### AIM
Copy out the records below, starting at the line that has "Locate man's face and produce bounding boxes." and ending after the line that has "[450,146,612,419]", and keep the request lines too. Multiply every bounding-box coordinate in the answers by 0.7 and round each result to a whole number, with halves rounded up.

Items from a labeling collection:
---+---
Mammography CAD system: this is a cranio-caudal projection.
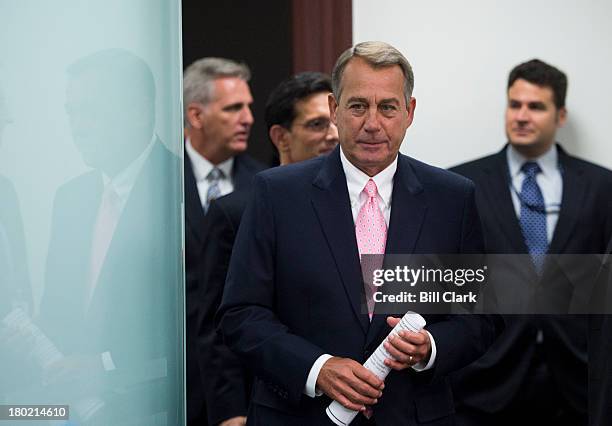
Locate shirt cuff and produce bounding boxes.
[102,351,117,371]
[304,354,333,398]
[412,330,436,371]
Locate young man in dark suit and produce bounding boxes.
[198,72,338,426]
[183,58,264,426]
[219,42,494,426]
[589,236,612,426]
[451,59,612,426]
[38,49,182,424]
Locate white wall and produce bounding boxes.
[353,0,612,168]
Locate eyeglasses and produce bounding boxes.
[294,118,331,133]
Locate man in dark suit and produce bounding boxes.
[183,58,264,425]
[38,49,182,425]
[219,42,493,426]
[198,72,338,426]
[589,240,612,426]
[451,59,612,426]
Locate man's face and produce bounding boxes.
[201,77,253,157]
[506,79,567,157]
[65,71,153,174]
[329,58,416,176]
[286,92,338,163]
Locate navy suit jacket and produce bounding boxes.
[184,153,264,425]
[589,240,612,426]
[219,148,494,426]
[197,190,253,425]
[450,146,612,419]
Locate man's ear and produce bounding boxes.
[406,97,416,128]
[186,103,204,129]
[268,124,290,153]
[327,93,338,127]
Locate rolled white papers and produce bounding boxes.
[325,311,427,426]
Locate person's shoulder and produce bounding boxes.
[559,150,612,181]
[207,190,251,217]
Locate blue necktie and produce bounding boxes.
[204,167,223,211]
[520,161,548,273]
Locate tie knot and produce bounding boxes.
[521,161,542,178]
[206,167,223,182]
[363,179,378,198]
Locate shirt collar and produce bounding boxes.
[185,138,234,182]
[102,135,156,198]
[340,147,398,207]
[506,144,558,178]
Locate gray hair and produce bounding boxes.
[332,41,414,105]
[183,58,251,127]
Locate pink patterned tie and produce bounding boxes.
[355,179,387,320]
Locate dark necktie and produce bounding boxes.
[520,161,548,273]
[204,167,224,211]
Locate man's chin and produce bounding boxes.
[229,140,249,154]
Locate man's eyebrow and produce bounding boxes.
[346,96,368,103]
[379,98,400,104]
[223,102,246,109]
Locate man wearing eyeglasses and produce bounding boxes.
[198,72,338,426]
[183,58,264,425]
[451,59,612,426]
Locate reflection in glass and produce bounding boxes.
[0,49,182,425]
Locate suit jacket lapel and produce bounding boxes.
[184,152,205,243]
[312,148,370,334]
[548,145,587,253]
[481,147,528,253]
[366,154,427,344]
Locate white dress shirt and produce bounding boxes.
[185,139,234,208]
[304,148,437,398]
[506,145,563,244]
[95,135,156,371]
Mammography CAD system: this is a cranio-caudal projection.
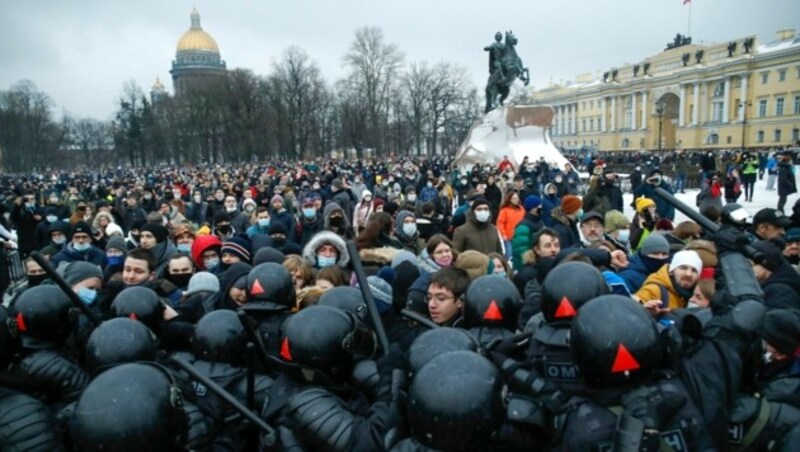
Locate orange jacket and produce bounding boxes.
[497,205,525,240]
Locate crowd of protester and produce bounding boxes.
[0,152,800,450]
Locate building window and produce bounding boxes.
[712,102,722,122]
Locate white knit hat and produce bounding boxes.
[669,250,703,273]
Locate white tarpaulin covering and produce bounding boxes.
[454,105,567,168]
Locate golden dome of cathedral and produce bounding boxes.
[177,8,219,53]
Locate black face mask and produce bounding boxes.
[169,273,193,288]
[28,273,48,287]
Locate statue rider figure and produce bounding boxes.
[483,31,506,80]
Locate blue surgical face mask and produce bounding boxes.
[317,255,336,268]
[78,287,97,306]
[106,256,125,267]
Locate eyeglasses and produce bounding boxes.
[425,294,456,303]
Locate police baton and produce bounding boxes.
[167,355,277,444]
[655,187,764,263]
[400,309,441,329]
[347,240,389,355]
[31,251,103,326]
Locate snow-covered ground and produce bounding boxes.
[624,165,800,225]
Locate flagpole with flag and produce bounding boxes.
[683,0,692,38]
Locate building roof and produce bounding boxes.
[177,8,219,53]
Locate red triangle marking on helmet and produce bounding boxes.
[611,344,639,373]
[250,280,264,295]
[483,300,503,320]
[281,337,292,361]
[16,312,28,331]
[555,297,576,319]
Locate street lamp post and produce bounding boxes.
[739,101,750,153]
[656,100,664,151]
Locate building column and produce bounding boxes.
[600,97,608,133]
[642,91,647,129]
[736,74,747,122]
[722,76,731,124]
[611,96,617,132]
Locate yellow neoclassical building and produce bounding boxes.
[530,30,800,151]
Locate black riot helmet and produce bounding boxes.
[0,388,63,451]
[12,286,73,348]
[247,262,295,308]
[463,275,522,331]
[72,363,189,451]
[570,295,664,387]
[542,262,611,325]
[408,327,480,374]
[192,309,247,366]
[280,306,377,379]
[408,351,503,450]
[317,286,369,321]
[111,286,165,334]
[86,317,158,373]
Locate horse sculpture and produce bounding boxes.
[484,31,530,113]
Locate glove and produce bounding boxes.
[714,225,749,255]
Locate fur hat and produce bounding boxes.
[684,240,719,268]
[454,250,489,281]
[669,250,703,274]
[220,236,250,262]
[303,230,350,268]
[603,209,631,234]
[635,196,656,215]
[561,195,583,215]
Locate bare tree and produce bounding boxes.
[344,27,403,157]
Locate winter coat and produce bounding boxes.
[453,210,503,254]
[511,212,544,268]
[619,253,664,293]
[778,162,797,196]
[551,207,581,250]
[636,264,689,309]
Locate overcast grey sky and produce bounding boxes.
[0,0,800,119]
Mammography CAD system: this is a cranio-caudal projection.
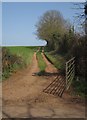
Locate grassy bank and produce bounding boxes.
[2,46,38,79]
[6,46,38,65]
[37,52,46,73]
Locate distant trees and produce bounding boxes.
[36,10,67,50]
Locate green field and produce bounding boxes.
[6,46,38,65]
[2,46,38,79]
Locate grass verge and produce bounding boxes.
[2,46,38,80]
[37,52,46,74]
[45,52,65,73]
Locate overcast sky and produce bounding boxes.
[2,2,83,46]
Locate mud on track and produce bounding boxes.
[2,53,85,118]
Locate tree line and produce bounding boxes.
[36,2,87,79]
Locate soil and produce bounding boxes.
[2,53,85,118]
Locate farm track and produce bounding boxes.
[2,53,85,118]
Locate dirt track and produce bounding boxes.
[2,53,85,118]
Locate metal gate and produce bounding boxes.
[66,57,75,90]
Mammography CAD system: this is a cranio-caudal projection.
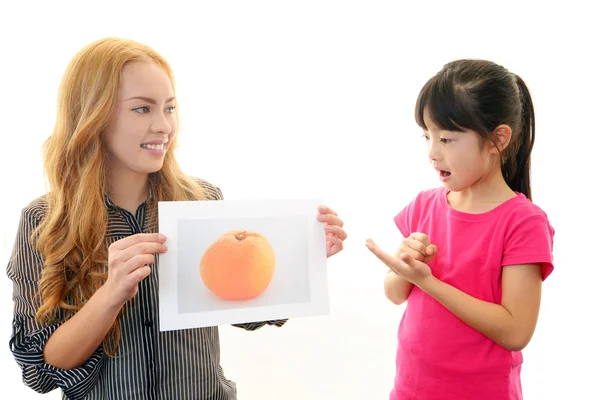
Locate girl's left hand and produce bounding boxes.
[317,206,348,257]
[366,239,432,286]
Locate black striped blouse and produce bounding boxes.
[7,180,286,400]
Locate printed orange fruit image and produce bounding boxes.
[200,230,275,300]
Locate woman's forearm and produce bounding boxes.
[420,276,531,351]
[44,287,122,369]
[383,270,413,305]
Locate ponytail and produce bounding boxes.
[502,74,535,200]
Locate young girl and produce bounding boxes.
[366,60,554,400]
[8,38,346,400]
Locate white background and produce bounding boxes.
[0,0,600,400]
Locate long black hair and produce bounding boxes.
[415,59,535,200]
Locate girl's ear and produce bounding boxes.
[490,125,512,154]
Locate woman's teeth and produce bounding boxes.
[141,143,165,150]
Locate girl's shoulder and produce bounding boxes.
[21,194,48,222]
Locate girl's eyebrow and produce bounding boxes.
---+---
### RIGHT ANSWER
Locate man's face and produce bounding boxes.
[141,54,177,110]
[354,55,397,110]
[46,50,107,122]
[230,41,291,123]
[200,64,237,114]
Locate navy suit jacket and produce bounding boxes.
[129,107,185,298]
[412,168,428,298]
[153,104,346,298]
[138,133,177,298]
[315,102,428,293]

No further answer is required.